Can you reproduce each of the following lines word for word?

# # # # #

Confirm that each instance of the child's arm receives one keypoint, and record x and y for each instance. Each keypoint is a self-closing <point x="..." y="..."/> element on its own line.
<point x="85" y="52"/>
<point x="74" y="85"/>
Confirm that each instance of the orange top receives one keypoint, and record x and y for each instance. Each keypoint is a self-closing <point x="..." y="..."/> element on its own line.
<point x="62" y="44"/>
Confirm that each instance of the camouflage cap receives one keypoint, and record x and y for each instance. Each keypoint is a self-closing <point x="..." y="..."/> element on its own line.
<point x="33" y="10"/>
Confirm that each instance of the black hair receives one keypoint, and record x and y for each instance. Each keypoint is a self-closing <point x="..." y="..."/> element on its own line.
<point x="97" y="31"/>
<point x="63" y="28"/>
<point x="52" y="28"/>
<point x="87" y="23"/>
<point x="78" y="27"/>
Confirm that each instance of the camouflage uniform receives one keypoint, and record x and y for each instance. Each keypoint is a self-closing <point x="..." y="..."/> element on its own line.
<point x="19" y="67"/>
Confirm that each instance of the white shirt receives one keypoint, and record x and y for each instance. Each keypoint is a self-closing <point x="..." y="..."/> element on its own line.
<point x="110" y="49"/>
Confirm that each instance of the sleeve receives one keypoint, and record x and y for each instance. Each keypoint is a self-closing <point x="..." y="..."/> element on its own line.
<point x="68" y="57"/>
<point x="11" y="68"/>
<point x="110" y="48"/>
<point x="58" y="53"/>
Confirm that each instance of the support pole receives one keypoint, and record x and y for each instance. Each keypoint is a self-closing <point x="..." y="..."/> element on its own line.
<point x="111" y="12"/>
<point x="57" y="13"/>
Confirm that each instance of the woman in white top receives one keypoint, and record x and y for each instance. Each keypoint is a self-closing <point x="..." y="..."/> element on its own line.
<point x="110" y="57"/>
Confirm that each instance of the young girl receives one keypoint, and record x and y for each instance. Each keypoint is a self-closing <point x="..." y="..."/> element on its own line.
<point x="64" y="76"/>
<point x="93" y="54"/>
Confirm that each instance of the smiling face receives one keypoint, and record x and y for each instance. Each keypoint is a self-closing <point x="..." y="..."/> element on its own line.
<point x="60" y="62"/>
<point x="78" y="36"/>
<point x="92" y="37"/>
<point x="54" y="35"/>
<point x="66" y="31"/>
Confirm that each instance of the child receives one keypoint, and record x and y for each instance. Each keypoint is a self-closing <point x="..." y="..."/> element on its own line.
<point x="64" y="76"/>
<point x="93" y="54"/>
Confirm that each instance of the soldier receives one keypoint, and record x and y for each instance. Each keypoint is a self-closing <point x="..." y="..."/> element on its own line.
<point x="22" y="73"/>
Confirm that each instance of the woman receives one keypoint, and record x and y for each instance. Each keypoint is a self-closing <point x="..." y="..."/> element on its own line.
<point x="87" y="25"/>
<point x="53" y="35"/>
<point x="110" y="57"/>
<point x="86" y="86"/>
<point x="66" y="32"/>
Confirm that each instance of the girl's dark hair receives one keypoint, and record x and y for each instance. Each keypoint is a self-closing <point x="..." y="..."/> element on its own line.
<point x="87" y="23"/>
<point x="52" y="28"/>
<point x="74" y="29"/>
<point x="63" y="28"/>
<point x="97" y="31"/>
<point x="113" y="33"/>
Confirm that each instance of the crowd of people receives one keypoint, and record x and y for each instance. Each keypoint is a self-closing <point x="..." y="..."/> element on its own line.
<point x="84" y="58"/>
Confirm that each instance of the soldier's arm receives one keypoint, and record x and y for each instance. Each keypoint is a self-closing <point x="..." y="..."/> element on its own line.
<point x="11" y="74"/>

# # # # #

EXERCISE RESULT
Confirm that each instance of the child's arm receives one keypoint, and record x and y for each instance. Each keypoint is a self-closing <point x="..." y="..."/> element on its own line.
<point x="85" y="52"/>
<point x="74" y="85"/>
Confirm that each instance of the orange top receives one keypoint, and record x and y for each instance. Each keypoint is a self-closing <point x="..." y="..."/> element on its own line.
<point x="62" y="44"/>
Confirm that each instance of the camouflage cap receives one keypoint, and record x and y for each instance. Each keypoint is a self-closing <point x="..." y="..."/> element on its own line.
<point x="33" y="10"/>
Confirm that each instance of the black hair receives one keypoint, and record x and y for each instance. Each keypoint is a self-closing <point x="..." y="..."/> element on its own line.
<point x="97" y="31"/>
<point x="63" y="28"/>
<point x="52" y="28"/>
<point x="87" y="23"/>
<point x="78" y="27"/>
Confirm that each instance of the camouflage uniform receives one keypoint, and record x and y for each instance. Each keypoint is a self-closing <point x="..." y="..."/> element on its own line.
<point x="19" y="67"/>
Confirm that each instance of the white shirt receives one keypoint, and record x and y for each instance. Each keypoint is a self-closing <point x="..." y="..."/> element on its own line.
<point x="110" y="49"/>
Confirm that each instance of the sleeve receives one keypoint, and record x and y for each instance. Each keypoint is a self-closing <point x="..." y="..."/> element on its own line.
<point x="68" y="57"/>
<point x="11" y="68"/>
<point x="110" y="48"/>
<point x="58" y="53"/>
Confirm that each instance of the support pole receives one keypoint, and record x and y for each instance. Each keypoint is a self-closing <point x="..." y="..."/> element on its own line.
<point x="111" y="12"/>
<point x="57" y="13"/>
Confirm that each instance of the woman in white top receives one keypoint, and record x and y for each instance. Each keypoint is a self-closing <point x="..." y="..."/> element on its own line.
<point x="110" y="57"/>
Confirm that each instance of the young girl receives one keypoint, and record x and y for each instance. Each keypoint is a self-closing <point x="..." y="..."/> element on its own line.
<point x="64" y="76"/>
<point x="93" y="54"/>
Confirm that each instance of the smiling face receives one keypoint, and record x and y for each instance. Each keypoint is a self-closing <point x="..." y="..."/> element on its own line.
<point x="60" y="62"/>
<point x="78" y="36"/>
<point x="92" y="37"/>
<point x="54" y="35"/>
<point x="66" y="31"/>
Confirm that each instance of the child receives one keypoint, and record x and y for each instance. Each keypoint is a self-closing <point x="..." y="..."/> element on its own line.
<point x="64" y="76"/>
<point x="93" y="54"/>
Confirm that each instance of the soldier receives one keypoint, and record x and y for each instance. Each keypoint is a self-closing <point x="..." y="..."/> element on its own line.
<point x="22" y="73"/>
Confirm that each instance of the woman receives one keypoint, and record x and y for each instance. Each keypoint is a self-closing <point x="..." y="..."/> element on its own line.
<point x="87" y="25"/>
<point x="53" y="35"/>
<point x="110" y="57"/>
<point x="86" y="86"/>
<point x="66" y="32"/>
Confirm that each instance of the girl's dark hair receives one keypoint, and record x and y for each instance. Each keypoint is a self-closing <point x="..." y="..."/> element on its own line.
<point x="87" y="23"/>
<point x="52" y="28"/>
<point x="74" y="29"/>
<point x="63" y="28"/>
<point x="97" y="31"/>
<point x="113" y="33"/>
Confirm that each instance of the crowd of people receives one keypoint, and record x and y for each instance. Each keypoint is a self-closing <point x="..." y="..."/> element on its own line.
<point x="84" y="58"/>
Confirm that each instance of the soldier's arm receives one keypoint, and record x and y for each instance. Each keypoint is a self-closing <point x="..." y="..."/> element on its own line.
<point x="11" y="74"/>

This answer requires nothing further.